(Onze heures vingt-deux minutes)
M. Khadir
: Écoutez,
chaque semaine on a, de partout dans le réseau de la santé du Québec, des cris
d'alarme. Ça ne fonctionne pas. Je ne remets pas en doute la bonne foi de M. Barrette,
d'accord? Est-ce que, tout ça, il le fait pour privatiser le système de santé,
comme certains le disent, en dépouillant les CLSC de leurs ressources pour les
donner à des cliniques privées? Vous vous rappelez le «tweet fight» qu'il avait
eu avec un groupe de médecins en 2015, où, de guerre lasse, les médecins
s'adressaient à lui pour décrire ce qui se passait dans le réseau, puis il a
fini à deux heures du matin à dire à l'une d'entre elles, d'entre eux, bien, de
s'en aller au privé. Mais là ça prend des proportions démesurées.
Et c'est pour ça que ce matin je me suis
vu obligé, en fait, d'être d'accord, pour une rare fois, avec Lucien Bouchard
puis de penser que M. Barrette n'est pas l'homme de la situation, que M. Barrette
a largement dépassé ses compétences, ses capacités, quelle que soit sa volonté,
parce que ses méthodes d'affrontement, de gestion par affrontement, de
concentration du pouvoir, de décisions erratiques à la pièce qui consistent, finalement,
à penser qu'il a la solution à tout et que cette solution se trouve uniquement
dans le ministère, ça a entraîné de graves conséquences sur le réseau de la
santé. J'en ai décrit quelques-uns.
Alors, pour le bien du réseau public de
santé, je lui ai demandé ce matin d'offrir sa démission, noblement. C'est une question
de lucidité, c'est une question de responsabilité. Personne n'a plus confiance
en M. Barrette dans le réseau de santé public québécois. Il y a des
médecins qui sont intimidés, d'autres qui se sont déjà manifestés et qui en ont
subi des conséquences, à tel point que, là, je n'ai même pas pu obtenir leur
accord pour citer leur page Facebook pour décrire les refus qu'on leur a
signifiés d'accepter que ces personnes-là puissent voir leurs patients dans les
CLSC en guise de représailles pour ce qu'ils avaient dit.
Donc, dans ces conditions-là, je pense que,
quand un Lucien Bouchard, à une extrême du spectre de l'opinion et, je dirais,
de l'analyse politique... et Québec solidaire, en passant par la CAQ, par le
PQ, par les ensembles des acteurs du réseau, sont arrivés à la même conclusion,
que les réformes ou les contre-réformes de M. Barrette sont en train de complètement
démobiliser, démoraliser, désorganiser, en fait, occasionner des découvertures
pas uniquement aux urgences, en plus de privatiser à la douce le système de
santé, bien, si M. Barrette, comme il a déjà fait des professions de foi à de
multiples reprises, il tient au réseau public de santé, bien, à ce moment-là,
la seule responsabilité, la seule manière d'assumer une responsabilité digne de
ce nom, c'est de donner sa démission.

* _Consigne_: Pouvez-vous reproduire fidèlement le passage de la déclaration sur M. Barrette qui commence par « Alors, pour le » et se termine par « qu'ils avaient dit. » ?

* _Données à examiner_:
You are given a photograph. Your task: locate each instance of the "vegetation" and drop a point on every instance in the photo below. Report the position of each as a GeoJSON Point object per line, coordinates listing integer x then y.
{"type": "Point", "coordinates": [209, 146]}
==
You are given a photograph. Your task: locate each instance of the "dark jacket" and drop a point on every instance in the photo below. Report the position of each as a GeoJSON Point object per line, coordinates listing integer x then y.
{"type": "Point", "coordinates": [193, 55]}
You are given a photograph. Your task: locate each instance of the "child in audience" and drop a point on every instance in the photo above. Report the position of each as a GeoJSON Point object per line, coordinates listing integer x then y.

* _Corrigé_:
Alors, pour le bien du réseau public de
santé, je lui ai demandé ce matin d'offrir sa démission, noblement. C'est une question
de lucidité, c'est une question de responsabilité. Personne n'a plus confiance
en M. Barrette dans le réseau de santé public québécois. Il y a des
médecins qui sont intimidés, d'autres qui se sont déjà manifestés et qui en ont
subi des conséquences, à tel point que, là, je n'ai même pas pu obtenir leur
accord pour citer leur page Facebook pour décrire les refus qu'on leur a
signifiés d'accepter que ces personnes-là puissent voir leurs patients dans les
CLSC en guise de représailles pour ce qu'ils avaient dit.